_Aim of the exercise_
Arrange every line of the records below as a JSON list of strings, one string per line, with blank lines and the pictures left out.

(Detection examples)

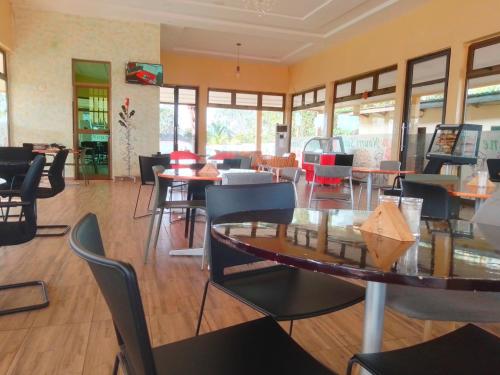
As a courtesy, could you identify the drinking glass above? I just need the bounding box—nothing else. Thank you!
[400,198,424,237]
[477,171,488,187]
[378,195,399,206]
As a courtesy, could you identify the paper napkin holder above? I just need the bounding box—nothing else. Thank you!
[360,202,415,242]
[198,163,219,177]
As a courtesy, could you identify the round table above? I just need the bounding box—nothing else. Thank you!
[211,208,500,368]
[156,167,256,260]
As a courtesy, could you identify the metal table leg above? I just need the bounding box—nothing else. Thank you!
[361,281,387,375]
[366,173,373,211]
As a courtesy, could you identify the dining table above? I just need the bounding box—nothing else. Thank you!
[156,167,256,267]
[211,208,500,374]
[352,167,415,211]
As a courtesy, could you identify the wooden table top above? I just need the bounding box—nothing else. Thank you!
[158,168,257,181]
[352,167,415,174]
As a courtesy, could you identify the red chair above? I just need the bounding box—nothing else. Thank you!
[170,151,199,169]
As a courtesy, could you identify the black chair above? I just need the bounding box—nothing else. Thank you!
[347,324,500,375]
[36,149,71,237]
[144,165,205,264]
[133,155,170,219]
[486,159,500,182]
[0,147,33,189]
[0,155,49,315]
[70,214,332,375]
[196,182,365,334]
[401,180,460,220]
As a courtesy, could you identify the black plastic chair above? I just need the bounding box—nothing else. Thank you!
[133,155,170,219]
[196,182,365,334]
[70,214,332,375]
[401,179,460,220]
[347,324,500,375]
[218,158,241,169]
[0,155,49,315]
[36,149,71,237]
[486,159,500,182]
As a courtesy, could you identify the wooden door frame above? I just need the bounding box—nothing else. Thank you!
[71,58,113,180]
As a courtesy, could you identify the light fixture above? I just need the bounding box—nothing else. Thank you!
[242,0,276,17]
[236,43,241,79]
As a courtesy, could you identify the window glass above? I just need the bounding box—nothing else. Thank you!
[334,94,395,167]
[206,107,257,155]
[208,90,232,105]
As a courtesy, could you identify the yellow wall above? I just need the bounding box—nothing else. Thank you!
[0,0,14,50]
[161,52,288,153]
[289,0,500,156]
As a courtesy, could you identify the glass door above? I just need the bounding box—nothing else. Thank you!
[73,60,111,179]
[160,86,198,154]
[400,49,450,173]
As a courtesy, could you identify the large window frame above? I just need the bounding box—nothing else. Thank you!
[207,88,286,154]
[0,48,10,146]
[462,36,500,122]
[160,84,200,153]
[399,48,451,169]
[332,64,398,169]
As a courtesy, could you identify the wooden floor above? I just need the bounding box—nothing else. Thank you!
[0,181,500,375]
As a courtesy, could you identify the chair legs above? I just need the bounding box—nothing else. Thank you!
[112,354,120,375]
[133,184,154,219]
[0,280,49,315]
[346,358,358,375]
[196,280,209,336]
[36,224,71,237]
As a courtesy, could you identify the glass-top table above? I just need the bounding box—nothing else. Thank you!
[211,208,500,362]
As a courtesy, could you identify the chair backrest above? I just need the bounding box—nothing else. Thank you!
[335,154,354,167]
[0,155,45,246]
[0,147,33,161]
[280,167,302,184]
[486,159,500,182]
[220,158,241,169]
[401,179,452,220]
[170,151,198,161]
[222,172,273,185]
[139,155,170,185]
[48,149,69,195]
[240,156,252,169]
[70,213,156,375]
[206,182,295,281]
[379,160,401,171]
[314,164,352,178]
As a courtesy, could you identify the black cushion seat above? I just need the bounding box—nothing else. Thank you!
[351,324,500,375]
[217,265,365,320]
[153,317,333,375]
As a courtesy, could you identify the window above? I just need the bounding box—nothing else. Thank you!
[0,50,9,146]
[333,66,397,167]
[290,86,326,160]
[462,37,500,178]
[400,49,451,173]
[160,86,198,154]
[207,89,285,155]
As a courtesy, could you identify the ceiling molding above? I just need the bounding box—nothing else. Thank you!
[166,0,335,21]
[172,47,282,63]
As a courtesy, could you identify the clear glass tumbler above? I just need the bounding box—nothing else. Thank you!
[400,197,424,237]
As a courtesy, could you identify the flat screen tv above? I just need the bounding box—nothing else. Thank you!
[126,62,163,86]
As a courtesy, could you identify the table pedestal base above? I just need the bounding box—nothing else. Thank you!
[169,247,203,257]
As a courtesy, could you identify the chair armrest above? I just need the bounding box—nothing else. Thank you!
[0,202,31,208]
[0,189,21,197]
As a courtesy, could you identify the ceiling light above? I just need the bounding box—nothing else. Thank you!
[236,43,241,79]
[242,0,276,17]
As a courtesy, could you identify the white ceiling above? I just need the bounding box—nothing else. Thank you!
[12,0,429,64]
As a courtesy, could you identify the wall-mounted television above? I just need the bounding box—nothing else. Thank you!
[125,62,163,86]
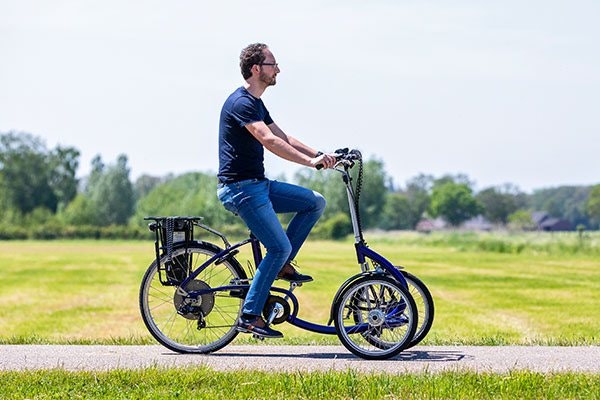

_Written answer_
[
  "As a courtesy, could you identify the drinking glass above? I just need the bounding box—nothing else. Thank you!",
  "[400,198,424,237]",
  "[477,171,488,187]",
  "[378,195,399,206]",
  "As a courtesy, could you identify the paper napkin holder above? I just need the bounding box—nothing else. Thank you!",
  "[360,202,415,242]",
  "[198,163,219,177]",
  "As a courtesy, could you identify the round table above? I just need the bounding box—nothing else. Thank you!",
  "[211,208,500,368]",
  "[156,167,256,260]",
  "As a courtesy, could you identify the metal table leg above? I just need the bounding box—nothing else. Thank you!",
  "[361,281,387,375]",
  "[366,173,373,211]",
  "As a courtesy, could you identify the dining table above? I just need the bounding box—nothing else. Thank you!",
  "[156,167,256,267]",
  "[211,208,500,374]",
  "[352,167,415,211]",
  "As a courtesy, could you identify the wooden table top above? I just need the bounding box—nothing else. Thank you!",
  "[158,168,257,181]",
  "[352,167,415,174]",
  "As a courtesy, could you identify the red chair above? I just need the bounding box—nothing else. Thank you!",
  "[170,151,199,169]",
  "As a courtesy, could you identify the black chair above? I just need the bounding box—nothing else. Thank you!",
  "[347,324,500,375]",
  "[36,149,71,237]",
  "[144,165,205,264]",
  "[133,155,170,219]",
  "[486,159,500,182]",
  "[0,147,33,189]",
  "[0,155,49,315]",
  "[70,214,332,375]",
  "[196,182,365,334]",
  "[401,180,460,220]",
  "As a courtesy, could you identify the black plastic chair above? I just need the bounding box—nothing else. Thank you!",
  "[133,155,170,219]",
  "[196,182,365,334]",
  "[70,214,332,375]",
  "[401,179,460,220]",
  "[347,324,500,375]",
  "[218,158,241,169]",
  "[0,155,49,315]",
  "[36,149,71,237]",
  "[486,159,500,182]",
  "As a courtesy, could you identify the wooden door frame above? I just need the bounding box—nothing else. Thank you!",
  "[71,58,113,180]",
  "As a courtesy, could you identify the light fixture above? I just need the bounding box—nothing else. Thank you!",
  "[242,0,276,17]",
  "[236,43,241,79]",
  "As a courtesy, could you identify the window glass above? I just need the bounding box—nothing else. Thank you!",
  "[334,94,395,167]",
  "[206,107,257,155]",
  "[208,90,232,105]",
  "As a courtesy, could you identify the yellow wall above? I just need the bounding box—nothing else. Thank you!",
  "[0,0,14,50]",
  "[161,52,288,153]",
  "[289,0,500,156]",
  "As a courtesy, could you identify the glass door above? I just need the bounding box—nothing else. Thank you!",
  "[73,60,111,179]",
  "[160,86,198,154]",
  "[400,49,450,173]",
  "As a courtesy, could you identify the large window frame above? I just need the bounding box—nothing else. Thank you!",
  "[207,88,286,154]",
  "[0,48,10,146]",
  "[462,36,500,122]",
  "[160,84,200,153]",
  "[399,48,451,169]",
  "[332,64,398,169]",
  "As a courtesy, could you identify the wooden floor above? I just need the bounding box—nothing else. Thank you!",
  "[0,181,500,375]",
  "As a courtesy, could you identify the chair legs above? I just need the bounding box—nothing else. Thank you!",
  "[112,354,120,375]",
  "[133,184,154,219]",
  "[0,280,49,315]",
  "[346,358,358,375]",
  "[196,280,209,336]",
  "[36,224,71,237]",
  "As a courtesy, could you identify the glass-top table above? I just need the bounding box—nothing else. Thank you!",
  "[211,208,500,362]",
  "As a courtesy, could you identify the chair backrest above? I just need the bounding box—nothing else. Thank you!",
  "[335,154,354,167]",
  "[0,155,45,246]",
  "[0,147,33,161]",
  "[280,167,302,184]",
  "[486,159,500,182]",
  "[220,158,241,169]",
  "[401,179,452,220]",
  "[170,151,198,161]",
  "[222,172,273,185]",
  "[139,155,170,185]",
  "[48,149,69,195]",
  "[240,156,252,169]",
  "[70,213,156,375]",
  "[206,182,295,281]",
  "[379,160,401,171]",
  "[314,164,352,178]",
  "As a courtesy, could you identify the black cushion seat above? I just need the bounding box—nothing else. Thank you!",
  "[351,324,500,375]",
  "[217,265,365,320]",
  "[153,317,333,375]",
  "As a courtesy, could you identify the window above? I just need the bounding box—nothing else. Thank you!",
  "[0,50,9,146]",
  "[333,66,397,167]",
  "[290,86,326,160]",
  "[462,37,500,178]",
  "[400,49,451,173]",
  "[160,86,198,154]",
  "[207,89,285,155]",
  "As a courtesy, could you identify the ceiling molding above? I just need the bounding box—nothing else. Thank you!",
  "[166,0,335,21]",
  "[172,47,282,63]",
  "As a courtesy, could you identify the clear glass tumbler above? I just need the bounding box—nothing else. Thank you!",
  "[400,197,424,237]",
  "As a courtesy, could you identify the flat screen tv above? I just need the bounding box—nothing else. Thank you!",
  "[126,62,163,86]",
  "As a courtesy, could you identify the table pedestal base above? I just need the bounding box—nothing else. Thank you!",
  "[169,247,203,257]",
  "As a courtesy, could you identify the chair armrest above? I just need the bounding box—nothing else. Thank you!",
  "[0,202,31,208]",
  "[0,189,21,197]",
  "As a courtesy, could you identify the ceiling light above? I just need the bounding box—nothing else. Thank you!",
  "[236,43,241,79]",
  "[242,0,276,17]",
  "As a courtesy, could you identify the white ceiling above? I just need the bounding box—nothing else. Thank you!",
  "[12,0,429,64]",
  "As a courtesy, could you identify the wall-mounted television above? I just need the bounding box—nothing else. Thank you!",
  "[125,62,163,86]"
]